* Task requirements
Please give all the data below as a numbered list, skipping blank lines. Leave the pictures out of your answer.

* Material provided
○ ○ ○ ○ ○

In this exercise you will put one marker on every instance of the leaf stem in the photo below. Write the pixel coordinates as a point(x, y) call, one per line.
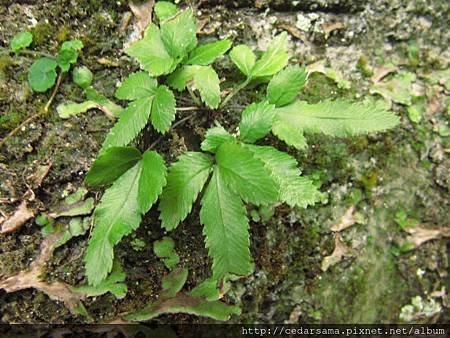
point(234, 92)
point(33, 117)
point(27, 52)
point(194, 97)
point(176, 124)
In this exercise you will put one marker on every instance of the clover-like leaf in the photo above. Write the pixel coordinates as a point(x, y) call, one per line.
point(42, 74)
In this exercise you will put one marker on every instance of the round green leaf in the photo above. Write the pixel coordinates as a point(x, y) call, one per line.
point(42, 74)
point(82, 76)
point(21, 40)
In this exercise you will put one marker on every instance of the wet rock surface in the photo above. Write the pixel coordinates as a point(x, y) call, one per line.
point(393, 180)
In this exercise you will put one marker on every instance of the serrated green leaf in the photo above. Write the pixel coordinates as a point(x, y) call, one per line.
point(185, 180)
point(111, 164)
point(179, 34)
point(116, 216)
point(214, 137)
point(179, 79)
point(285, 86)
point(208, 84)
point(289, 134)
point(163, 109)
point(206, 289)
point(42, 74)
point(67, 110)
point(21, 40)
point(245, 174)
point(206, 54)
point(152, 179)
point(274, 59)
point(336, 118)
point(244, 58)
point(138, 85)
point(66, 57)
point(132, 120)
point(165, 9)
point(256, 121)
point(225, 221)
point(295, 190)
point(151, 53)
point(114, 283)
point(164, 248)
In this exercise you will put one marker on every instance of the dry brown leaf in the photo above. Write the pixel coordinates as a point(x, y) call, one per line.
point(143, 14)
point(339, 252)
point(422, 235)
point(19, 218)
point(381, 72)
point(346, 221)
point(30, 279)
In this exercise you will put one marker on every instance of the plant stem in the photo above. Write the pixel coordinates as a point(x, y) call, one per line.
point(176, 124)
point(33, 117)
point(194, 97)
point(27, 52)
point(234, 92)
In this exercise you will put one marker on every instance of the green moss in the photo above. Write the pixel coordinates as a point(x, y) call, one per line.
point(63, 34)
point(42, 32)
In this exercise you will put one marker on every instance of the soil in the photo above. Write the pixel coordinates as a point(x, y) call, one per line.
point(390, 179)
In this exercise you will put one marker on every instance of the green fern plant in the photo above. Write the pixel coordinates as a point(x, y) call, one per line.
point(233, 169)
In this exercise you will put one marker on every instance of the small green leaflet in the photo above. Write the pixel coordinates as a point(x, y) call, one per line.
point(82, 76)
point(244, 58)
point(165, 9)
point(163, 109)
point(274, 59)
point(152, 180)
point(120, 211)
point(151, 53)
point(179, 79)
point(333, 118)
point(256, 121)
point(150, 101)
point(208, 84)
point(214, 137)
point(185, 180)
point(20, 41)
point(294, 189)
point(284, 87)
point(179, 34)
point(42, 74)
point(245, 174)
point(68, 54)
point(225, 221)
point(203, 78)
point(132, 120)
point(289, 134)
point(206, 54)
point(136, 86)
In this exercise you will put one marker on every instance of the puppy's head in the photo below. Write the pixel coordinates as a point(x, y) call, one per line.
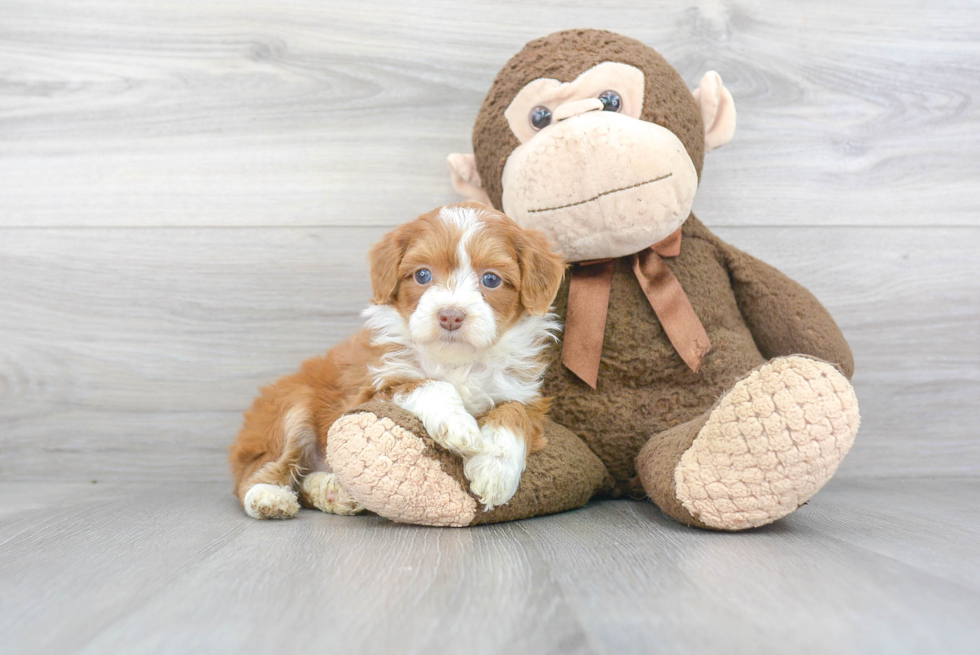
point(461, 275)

○ ○ ○ ○ ○

* Correct result
1. In this exercise you will put one marker on every instance of the leaf stem in the photo below. Write the pixel coordinates as a point(x, y) call, one per line.
2. point(234, 92)
3. point(33, 117)
4. point(27, 52)
5. point(194, 97)
6. point(176, 124)
7. In this exercise you will put one marker on every instance of the clover-like leaf in the photo above. Write the pixel coordinates as a point(x, y) call, one per line.
8. point(42, 74)
9. In this exercise you will put one marker on every instance of the round green leaf in the photo above. Write the pixel coordinates as a point(x, y) call, one per line.
10. point(42, 74)
11. point(82, 76)
12. point(21, 40)
13. In this exercise you will put one marker on every instance of the wet rock surface in the photo above. Write the pixel coordinates as a point(x, y) call, one per line.
14. point(393, 180)
15. In this exercise you will put one marker on every instance of the serrated green leaf in the photo above. Write the pixel coordinates as a point(x, y) call, one per line.
16. point(185, 180)
17. point(111, 164)
18. point(179, 34)
19. point(116, 216)
20. point(214, 137)
21. point(179, 79)
22. point(285, 86)
23. point(208, 84)
24. point(289, 134)
25. point(163, 109)
26. point(206, 289)
27. point(42, 74)
28. point(67, 110)
29. point(21, 40)
30. point(245, 174)
31. point(206, 54)
32. point(152, 179)
33. point(274, 59)
34. point(336, 118)
35. point(244, 58)
36. point(138, 85)
37. point(66, 57)
38. point(132, 120)
39. point(165, 9)
40. point(256, 121)
41. point(225, 221)
42. point(295, 190)
43. point(151, 53)
44. point(114, 283)
45. point(164, 248)
46. In this exercise you will put one marker on every instance of the dry brown leaf in the photo above. Write the pixel coordinates as a point(x, y) call, one per line.
47. point(143, 14)
48. point(339, 252)
49. point(422, 235)
50. point(19, 218)
51. point(381, 72)
52. point(346, 221)
53. point(30, 279)
54. In this exercise you will put one marker on every instance of the plant stem in the photo above. Write the pixel coordinates as a point(x, y) call, one per line.
55. point(176, 124)
56. point(33, 117)
57. point(194, 97)
58. point(27, 52)
59. point(234, 92)
60. In this exercise you will put one marker on every instance of the green moss in the photo above. Write the pixel coordinates as a point(x, y) call, one per line.
61. point(63, 34)
62. point(42, 32)
63. In this exercise you will put one marker on every instance of the soil in the photo above. Write the pixel coordinates as a point(x, y) call, one per line.
64. point(390, 179)
65. In this exercise you will put one marker on every instance of the green fern plant in the photo above. Write the pixel coordinates as a point(x, y) call, one per line.
66. point(233, 169)
67. In this exercise you will put one marker on every instance of the small green leaflet in the photo above. Write the pixel coordinates as a point(x, y) call, one per line.
68. point(82, 76)
69. point(244, 58)
70. point(165, 9)
71. point(163, 109)
72. point(274, 59)
73. point(152, 180)
74. point(120, 211)
75. point(151, 53)
76. point(179, 79)
77. point(333, 118)
78. point(256, 121)
79. point(150, 101)
80. point(208, 84)
81. point(214, 137)
82. point(185, 180)
83. point(20, 41)
84. point(294, 189)
85. point(284, 87)
86. point(179, 34)
87. point(42, 74)
88. point(245, 174)
89. point(68, 54)
90. point(225, 221)
91. point(203, 78)
92. point(132, 120)
93. point(289, 134)
94. point(206, 54)
95. point(136, 86)
96. In this exercise you will put one marker on every instance of the puppy's head in the photo below. Write the pixel coordinates as a point(x, y) call, one per line.
97. point(461, 275)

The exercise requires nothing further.